» Task
Find each line below that contains the word "white", and copy every one of those lines in full.

Stored data entries

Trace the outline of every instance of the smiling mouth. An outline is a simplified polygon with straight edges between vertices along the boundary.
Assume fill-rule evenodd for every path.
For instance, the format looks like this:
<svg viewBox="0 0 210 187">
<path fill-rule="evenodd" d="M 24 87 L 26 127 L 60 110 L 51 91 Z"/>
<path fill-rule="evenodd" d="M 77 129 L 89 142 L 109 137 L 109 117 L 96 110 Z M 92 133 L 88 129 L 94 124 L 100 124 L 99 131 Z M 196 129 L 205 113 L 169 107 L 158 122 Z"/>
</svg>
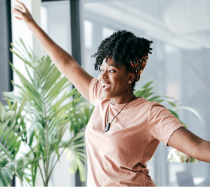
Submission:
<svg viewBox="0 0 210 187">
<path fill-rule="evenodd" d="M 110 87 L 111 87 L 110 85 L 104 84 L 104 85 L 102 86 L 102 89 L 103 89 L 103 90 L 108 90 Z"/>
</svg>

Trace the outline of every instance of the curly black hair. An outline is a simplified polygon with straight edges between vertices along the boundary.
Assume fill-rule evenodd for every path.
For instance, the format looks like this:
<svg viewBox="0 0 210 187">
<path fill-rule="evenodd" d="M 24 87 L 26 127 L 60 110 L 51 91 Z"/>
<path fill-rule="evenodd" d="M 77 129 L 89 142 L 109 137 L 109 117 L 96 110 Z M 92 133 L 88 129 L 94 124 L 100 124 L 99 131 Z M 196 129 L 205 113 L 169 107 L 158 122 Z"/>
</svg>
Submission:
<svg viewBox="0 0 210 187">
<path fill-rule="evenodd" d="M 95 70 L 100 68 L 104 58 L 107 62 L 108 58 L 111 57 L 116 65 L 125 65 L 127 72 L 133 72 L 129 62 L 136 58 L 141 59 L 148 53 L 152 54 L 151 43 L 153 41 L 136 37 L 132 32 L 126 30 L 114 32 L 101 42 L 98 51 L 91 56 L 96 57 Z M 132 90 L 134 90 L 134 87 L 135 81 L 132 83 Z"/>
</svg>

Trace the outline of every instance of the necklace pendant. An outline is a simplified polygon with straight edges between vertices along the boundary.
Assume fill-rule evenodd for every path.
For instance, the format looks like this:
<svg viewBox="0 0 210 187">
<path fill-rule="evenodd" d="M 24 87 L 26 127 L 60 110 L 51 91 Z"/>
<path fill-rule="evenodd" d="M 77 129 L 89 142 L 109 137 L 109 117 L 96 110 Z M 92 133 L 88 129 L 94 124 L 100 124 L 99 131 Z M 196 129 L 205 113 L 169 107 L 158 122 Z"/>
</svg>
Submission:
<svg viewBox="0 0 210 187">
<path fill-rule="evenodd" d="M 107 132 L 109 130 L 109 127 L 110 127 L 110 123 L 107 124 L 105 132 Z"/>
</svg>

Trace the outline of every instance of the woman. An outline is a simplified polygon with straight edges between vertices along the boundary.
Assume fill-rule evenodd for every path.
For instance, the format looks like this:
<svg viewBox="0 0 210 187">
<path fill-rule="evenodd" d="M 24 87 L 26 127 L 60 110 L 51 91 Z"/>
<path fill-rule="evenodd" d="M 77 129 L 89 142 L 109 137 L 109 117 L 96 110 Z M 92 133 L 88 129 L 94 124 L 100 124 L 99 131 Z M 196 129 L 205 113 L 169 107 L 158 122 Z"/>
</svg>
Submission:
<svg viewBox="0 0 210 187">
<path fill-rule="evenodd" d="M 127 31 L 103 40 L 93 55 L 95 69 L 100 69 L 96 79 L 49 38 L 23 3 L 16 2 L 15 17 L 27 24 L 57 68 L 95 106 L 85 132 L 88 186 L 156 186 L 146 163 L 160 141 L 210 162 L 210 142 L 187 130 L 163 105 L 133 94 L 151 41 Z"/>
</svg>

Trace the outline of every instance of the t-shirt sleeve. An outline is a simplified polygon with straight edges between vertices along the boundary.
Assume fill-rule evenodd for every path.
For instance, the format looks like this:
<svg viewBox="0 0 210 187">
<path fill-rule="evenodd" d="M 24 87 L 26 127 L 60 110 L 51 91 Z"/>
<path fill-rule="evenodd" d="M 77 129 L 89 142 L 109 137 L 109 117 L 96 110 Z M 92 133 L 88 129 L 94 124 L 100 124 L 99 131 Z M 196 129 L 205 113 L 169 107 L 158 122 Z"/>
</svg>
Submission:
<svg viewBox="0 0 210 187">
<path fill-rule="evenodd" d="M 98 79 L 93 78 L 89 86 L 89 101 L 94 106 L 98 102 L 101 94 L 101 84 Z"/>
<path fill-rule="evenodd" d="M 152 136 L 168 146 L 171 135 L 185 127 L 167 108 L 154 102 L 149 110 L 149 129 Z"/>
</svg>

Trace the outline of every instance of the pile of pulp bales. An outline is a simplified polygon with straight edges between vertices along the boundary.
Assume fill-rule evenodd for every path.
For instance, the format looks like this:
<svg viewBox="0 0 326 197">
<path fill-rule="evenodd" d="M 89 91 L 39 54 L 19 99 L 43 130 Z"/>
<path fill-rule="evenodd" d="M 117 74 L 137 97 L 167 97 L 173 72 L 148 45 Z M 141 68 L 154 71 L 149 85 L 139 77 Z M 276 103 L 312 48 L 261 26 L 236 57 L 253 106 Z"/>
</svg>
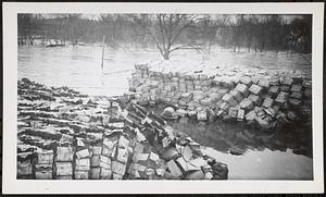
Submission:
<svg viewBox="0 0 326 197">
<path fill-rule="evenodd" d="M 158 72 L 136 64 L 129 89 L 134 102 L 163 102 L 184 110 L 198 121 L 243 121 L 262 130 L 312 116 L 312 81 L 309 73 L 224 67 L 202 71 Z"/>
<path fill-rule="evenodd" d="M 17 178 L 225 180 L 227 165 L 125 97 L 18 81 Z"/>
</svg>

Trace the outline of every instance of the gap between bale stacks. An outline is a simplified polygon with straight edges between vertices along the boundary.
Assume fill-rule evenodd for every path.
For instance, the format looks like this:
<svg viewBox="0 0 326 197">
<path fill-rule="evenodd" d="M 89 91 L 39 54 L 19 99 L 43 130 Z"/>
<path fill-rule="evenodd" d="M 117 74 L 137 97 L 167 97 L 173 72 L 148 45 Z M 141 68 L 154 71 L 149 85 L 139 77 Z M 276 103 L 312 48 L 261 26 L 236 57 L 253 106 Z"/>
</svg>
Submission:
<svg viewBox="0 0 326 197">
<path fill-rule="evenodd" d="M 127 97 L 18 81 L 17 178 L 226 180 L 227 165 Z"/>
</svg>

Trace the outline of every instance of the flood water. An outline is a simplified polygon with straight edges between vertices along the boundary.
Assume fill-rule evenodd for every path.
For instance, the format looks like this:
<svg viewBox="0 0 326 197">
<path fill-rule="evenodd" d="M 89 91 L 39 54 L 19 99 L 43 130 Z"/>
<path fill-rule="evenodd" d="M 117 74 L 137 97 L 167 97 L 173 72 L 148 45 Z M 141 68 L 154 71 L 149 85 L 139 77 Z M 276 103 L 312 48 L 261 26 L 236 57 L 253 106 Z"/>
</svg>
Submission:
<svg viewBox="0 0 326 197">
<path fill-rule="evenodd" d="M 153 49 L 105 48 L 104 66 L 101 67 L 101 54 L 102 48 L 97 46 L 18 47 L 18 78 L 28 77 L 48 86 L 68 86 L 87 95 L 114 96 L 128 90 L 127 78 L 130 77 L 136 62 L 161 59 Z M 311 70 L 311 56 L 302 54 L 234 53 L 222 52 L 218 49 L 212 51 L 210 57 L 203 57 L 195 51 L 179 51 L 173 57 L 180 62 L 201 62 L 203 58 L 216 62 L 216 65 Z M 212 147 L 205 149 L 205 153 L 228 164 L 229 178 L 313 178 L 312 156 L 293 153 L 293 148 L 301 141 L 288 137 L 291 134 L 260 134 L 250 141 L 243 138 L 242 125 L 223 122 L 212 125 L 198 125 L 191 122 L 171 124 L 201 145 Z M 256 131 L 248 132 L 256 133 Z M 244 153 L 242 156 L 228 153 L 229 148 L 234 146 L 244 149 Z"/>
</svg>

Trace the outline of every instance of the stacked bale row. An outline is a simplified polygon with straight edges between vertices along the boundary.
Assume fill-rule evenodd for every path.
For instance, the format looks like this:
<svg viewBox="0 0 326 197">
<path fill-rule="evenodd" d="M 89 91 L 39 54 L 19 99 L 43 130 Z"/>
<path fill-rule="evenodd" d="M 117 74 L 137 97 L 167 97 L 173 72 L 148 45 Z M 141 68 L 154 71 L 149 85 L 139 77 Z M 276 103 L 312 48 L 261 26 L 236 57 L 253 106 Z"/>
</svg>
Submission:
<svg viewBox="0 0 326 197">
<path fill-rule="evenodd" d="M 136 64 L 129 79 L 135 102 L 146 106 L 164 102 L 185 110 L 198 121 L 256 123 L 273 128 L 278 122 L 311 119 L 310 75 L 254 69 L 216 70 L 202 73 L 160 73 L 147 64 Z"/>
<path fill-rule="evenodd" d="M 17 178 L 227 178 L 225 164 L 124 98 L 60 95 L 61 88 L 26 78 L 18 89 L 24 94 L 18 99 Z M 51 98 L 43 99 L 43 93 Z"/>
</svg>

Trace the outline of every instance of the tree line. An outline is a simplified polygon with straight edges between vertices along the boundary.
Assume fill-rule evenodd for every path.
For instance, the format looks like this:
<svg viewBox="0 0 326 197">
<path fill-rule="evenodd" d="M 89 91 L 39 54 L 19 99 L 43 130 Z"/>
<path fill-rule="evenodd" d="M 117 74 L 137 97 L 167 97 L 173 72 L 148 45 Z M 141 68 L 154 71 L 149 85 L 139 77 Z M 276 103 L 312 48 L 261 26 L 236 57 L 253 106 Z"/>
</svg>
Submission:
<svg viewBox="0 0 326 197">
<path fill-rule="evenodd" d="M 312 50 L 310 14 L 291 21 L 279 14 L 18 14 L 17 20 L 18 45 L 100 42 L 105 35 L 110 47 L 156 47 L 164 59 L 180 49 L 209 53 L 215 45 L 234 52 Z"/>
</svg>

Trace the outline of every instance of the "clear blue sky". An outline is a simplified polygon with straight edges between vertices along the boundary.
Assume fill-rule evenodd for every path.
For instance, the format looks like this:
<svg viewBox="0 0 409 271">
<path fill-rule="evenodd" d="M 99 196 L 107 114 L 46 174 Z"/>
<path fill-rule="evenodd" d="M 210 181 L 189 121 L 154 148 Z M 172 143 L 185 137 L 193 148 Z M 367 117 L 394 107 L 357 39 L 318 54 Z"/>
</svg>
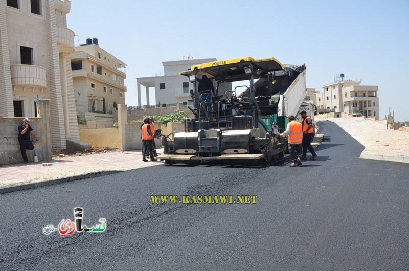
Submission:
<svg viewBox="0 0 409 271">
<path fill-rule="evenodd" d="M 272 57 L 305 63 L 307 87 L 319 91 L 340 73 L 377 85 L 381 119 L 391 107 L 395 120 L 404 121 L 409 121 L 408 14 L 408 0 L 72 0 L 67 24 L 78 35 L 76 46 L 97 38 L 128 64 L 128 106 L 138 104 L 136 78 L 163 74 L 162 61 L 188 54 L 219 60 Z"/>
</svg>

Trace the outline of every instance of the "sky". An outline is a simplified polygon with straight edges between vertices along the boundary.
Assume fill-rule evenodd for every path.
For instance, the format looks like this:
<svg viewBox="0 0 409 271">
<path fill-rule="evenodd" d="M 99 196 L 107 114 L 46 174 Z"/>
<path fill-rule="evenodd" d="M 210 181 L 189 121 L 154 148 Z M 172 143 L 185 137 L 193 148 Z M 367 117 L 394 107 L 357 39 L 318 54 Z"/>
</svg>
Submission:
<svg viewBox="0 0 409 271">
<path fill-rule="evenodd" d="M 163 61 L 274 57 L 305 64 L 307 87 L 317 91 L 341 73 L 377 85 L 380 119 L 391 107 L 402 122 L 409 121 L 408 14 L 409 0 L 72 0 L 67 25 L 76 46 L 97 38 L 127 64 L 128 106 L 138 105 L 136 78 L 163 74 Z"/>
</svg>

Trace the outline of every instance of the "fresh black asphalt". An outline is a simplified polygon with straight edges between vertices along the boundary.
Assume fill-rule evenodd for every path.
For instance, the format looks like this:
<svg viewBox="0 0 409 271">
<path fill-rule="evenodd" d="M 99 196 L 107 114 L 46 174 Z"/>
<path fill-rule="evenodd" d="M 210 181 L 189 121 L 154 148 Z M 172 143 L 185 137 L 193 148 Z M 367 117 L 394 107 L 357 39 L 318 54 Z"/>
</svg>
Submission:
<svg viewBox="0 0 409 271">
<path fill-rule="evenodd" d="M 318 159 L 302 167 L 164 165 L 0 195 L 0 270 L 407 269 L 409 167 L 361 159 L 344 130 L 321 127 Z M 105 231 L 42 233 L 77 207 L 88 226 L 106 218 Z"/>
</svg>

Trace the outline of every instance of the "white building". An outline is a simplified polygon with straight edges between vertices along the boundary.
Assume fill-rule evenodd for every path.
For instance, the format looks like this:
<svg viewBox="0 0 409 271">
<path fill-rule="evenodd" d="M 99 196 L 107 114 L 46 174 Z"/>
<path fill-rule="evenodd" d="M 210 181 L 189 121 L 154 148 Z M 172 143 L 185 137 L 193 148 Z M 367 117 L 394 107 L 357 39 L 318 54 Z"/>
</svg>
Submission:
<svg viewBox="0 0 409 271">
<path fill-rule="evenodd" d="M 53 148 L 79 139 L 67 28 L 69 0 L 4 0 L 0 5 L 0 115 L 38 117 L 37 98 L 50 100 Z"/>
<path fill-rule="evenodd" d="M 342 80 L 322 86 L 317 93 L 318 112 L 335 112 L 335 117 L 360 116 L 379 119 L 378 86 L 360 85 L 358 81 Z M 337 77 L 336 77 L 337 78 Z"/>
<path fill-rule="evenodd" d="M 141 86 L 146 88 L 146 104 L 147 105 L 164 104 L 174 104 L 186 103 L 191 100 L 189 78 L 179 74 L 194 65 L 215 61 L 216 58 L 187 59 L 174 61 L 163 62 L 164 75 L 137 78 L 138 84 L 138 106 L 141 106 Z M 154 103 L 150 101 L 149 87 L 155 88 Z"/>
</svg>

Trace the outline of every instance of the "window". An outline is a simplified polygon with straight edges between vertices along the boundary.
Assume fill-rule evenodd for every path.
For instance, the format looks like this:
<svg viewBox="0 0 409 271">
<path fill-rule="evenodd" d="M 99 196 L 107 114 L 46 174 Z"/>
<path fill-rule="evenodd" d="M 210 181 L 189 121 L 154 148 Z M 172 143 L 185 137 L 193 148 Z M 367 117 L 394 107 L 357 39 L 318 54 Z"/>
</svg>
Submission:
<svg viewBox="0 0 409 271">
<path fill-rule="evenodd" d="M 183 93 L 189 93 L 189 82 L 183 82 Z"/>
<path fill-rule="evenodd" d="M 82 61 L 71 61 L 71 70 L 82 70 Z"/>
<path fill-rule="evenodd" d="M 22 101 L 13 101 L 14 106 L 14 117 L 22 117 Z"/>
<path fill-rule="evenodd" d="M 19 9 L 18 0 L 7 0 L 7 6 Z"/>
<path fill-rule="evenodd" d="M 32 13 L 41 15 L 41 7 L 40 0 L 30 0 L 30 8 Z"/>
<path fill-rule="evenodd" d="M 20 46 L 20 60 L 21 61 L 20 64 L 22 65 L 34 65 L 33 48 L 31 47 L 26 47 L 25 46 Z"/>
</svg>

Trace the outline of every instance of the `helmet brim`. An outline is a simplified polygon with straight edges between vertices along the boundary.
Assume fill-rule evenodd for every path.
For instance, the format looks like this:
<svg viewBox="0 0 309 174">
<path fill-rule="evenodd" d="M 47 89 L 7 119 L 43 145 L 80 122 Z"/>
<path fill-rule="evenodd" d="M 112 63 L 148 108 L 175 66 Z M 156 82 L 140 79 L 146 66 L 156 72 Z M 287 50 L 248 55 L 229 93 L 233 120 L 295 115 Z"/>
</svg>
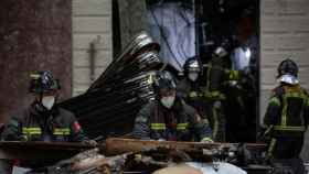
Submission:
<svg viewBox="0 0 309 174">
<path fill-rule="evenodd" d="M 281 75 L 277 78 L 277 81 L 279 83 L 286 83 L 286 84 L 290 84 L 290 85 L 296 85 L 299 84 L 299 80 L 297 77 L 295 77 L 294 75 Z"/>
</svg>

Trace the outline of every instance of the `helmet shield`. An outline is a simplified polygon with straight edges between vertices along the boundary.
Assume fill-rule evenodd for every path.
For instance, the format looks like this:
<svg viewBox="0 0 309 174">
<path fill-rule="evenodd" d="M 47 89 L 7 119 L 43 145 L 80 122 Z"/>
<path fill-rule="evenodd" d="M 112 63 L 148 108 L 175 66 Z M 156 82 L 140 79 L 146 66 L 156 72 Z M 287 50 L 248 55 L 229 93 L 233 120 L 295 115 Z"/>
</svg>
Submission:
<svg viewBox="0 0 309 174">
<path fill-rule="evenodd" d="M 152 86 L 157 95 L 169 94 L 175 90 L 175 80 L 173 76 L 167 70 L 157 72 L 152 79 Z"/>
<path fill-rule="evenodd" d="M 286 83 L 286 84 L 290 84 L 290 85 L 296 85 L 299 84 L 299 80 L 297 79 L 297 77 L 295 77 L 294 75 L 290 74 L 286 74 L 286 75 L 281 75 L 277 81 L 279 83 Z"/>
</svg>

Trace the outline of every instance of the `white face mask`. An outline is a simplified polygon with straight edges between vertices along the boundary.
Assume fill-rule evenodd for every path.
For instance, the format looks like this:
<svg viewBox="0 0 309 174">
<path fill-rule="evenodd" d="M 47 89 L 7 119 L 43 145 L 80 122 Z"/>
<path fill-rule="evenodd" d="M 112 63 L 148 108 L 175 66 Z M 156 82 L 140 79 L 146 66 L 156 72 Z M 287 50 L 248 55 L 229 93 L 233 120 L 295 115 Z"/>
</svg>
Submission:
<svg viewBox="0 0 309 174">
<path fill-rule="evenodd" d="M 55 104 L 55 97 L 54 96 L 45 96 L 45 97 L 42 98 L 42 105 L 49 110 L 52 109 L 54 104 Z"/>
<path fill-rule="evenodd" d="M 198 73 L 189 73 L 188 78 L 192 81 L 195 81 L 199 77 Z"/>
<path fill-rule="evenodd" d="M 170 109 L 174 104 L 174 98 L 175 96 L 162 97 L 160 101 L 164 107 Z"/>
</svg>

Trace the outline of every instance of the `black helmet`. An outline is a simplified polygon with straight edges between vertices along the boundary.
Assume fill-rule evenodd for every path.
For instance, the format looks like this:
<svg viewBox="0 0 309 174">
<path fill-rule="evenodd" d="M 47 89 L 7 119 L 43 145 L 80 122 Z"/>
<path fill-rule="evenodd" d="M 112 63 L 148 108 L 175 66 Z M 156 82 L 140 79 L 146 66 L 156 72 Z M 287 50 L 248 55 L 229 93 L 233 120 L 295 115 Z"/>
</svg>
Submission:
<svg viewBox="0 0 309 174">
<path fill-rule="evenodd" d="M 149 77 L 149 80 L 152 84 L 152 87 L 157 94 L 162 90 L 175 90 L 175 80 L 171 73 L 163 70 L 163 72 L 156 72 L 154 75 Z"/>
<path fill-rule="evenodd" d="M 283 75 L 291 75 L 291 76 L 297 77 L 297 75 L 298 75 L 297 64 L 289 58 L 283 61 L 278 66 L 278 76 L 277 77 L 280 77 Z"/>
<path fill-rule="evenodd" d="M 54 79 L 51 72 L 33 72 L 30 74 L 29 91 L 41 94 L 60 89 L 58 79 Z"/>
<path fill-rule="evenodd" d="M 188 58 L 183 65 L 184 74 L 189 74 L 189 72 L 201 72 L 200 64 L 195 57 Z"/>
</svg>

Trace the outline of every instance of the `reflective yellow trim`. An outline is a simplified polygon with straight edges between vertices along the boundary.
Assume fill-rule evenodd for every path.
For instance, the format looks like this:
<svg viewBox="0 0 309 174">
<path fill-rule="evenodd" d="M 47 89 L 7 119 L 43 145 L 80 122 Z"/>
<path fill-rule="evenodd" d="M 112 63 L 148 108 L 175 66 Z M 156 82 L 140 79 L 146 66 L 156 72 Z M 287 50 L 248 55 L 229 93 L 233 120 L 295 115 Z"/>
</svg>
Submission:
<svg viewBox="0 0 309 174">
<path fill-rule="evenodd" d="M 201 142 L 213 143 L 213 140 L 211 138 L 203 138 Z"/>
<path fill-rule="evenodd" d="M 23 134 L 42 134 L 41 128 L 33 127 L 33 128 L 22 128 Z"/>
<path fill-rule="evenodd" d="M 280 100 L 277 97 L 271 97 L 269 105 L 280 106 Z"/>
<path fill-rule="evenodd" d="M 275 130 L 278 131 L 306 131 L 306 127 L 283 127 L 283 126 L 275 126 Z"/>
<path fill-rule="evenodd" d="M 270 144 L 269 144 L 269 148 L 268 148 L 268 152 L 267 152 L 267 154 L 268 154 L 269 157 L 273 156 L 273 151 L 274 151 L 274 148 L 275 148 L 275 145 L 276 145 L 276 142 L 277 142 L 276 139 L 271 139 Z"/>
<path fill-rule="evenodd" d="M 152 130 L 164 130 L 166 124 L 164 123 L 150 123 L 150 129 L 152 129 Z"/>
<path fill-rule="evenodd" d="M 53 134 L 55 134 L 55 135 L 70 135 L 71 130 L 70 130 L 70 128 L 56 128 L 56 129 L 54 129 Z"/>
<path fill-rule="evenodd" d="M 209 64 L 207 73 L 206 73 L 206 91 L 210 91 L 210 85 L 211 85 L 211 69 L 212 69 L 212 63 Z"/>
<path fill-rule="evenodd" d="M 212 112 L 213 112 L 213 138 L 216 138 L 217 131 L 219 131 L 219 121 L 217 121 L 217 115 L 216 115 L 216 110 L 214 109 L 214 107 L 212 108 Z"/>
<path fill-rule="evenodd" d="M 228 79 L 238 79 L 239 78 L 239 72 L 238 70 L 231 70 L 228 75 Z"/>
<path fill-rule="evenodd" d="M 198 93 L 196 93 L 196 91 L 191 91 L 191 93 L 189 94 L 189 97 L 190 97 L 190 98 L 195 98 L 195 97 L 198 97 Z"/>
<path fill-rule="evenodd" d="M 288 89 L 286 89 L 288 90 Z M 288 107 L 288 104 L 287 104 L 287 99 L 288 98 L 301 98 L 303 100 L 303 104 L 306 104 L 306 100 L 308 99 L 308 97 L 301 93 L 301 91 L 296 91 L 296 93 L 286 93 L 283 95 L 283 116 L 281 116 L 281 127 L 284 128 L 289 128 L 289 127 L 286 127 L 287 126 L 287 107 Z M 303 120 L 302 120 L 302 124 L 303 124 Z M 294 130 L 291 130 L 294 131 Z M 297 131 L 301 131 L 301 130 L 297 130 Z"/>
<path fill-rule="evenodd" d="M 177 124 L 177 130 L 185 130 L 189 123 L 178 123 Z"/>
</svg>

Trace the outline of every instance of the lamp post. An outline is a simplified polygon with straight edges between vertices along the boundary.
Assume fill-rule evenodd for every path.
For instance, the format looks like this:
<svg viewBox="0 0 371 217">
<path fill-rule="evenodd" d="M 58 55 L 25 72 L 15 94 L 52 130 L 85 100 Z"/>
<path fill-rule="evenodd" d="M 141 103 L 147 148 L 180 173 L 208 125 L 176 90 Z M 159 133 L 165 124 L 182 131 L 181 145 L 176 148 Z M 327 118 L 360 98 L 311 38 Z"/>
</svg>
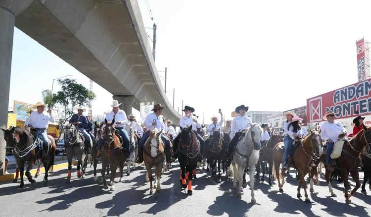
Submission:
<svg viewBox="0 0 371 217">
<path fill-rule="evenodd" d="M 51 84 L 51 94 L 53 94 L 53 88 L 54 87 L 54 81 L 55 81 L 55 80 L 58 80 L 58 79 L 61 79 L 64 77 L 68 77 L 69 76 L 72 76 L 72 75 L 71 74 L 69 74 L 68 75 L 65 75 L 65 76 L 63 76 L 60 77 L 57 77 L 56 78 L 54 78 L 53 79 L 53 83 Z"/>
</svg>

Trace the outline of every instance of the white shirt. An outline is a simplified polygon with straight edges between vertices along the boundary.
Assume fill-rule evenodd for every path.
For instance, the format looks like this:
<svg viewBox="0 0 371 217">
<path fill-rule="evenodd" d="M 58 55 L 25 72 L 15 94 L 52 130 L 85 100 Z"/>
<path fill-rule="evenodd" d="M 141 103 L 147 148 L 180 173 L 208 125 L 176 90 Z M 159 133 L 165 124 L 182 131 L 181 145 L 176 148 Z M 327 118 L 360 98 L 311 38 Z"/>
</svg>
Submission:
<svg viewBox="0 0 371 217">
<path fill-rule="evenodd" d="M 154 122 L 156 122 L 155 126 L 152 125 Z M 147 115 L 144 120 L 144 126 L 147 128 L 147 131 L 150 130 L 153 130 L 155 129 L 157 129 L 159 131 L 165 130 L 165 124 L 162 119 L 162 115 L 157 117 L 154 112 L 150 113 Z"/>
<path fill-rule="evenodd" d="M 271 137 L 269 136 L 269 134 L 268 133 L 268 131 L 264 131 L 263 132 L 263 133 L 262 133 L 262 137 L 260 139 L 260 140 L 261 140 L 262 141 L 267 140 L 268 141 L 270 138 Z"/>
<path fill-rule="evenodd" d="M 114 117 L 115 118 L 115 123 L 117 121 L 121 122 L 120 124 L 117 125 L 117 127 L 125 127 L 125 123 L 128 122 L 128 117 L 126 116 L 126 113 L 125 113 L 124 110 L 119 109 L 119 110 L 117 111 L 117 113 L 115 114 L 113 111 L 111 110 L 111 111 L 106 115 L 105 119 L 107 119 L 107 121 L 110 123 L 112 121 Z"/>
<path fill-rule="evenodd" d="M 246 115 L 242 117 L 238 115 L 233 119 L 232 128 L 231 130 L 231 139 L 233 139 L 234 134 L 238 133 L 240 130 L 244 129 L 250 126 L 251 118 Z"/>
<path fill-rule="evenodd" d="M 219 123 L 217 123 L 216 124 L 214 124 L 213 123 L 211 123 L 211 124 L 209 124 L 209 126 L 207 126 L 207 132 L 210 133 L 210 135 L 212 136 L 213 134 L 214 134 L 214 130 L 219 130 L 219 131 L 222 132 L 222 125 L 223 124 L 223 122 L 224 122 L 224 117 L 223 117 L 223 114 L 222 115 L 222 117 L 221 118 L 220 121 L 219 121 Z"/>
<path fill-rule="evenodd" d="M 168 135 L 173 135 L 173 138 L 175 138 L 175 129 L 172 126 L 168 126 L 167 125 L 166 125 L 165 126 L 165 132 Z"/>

» Exercise result
Trace the outline of every instance of the "white building". An outline is a simplified polygon with straight edges between vertices along the boundary.
Trace the outline of every instance of the `white face mask`. An outline is a simplified polygon with straight edges between vertices along the boundary.
Trace the outline of every instance of the white shirt. An outline is a simplified polygon with straight edges between vertices along the boundary.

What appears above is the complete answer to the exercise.